● **Work request**
Every line of the data that contains the string "cloud" must be copied.

● **Records provided**
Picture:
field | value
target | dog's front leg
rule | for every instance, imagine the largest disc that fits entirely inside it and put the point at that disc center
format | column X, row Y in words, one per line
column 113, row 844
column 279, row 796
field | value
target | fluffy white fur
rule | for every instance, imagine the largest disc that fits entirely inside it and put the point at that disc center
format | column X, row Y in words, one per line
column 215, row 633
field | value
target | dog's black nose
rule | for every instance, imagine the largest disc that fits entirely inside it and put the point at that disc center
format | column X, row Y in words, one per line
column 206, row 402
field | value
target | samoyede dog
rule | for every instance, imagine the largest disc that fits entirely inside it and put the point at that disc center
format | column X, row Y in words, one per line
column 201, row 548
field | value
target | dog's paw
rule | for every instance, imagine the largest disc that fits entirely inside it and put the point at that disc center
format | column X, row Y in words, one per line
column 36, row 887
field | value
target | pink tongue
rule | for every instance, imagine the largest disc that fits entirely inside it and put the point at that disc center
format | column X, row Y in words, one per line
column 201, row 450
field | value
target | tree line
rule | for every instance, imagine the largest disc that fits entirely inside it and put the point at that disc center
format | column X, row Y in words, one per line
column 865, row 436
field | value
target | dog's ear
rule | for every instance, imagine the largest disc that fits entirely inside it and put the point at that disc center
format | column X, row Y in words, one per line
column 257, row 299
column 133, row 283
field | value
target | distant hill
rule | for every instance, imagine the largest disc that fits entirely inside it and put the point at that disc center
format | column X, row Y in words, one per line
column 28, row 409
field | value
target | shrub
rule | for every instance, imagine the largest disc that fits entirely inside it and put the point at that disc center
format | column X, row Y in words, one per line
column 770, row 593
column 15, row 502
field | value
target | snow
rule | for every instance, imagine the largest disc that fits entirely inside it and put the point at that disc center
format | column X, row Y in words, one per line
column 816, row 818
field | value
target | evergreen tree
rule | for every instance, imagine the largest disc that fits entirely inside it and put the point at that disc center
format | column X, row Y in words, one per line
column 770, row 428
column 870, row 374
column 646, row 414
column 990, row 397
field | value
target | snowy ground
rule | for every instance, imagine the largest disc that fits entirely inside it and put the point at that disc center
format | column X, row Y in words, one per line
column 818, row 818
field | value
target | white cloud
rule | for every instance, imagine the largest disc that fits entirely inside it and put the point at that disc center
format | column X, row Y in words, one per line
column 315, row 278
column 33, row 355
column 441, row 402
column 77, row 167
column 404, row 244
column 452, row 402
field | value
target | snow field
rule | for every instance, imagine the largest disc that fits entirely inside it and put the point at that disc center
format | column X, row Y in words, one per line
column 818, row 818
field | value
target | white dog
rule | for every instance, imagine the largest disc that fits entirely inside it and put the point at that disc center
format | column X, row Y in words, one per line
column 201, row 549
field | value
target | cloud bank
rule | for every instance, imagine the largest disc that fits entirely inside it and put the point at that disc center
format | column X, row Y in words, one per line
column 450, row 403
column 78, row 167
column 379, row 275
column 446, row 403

● **Response**
target | white cloud
target | cloud bank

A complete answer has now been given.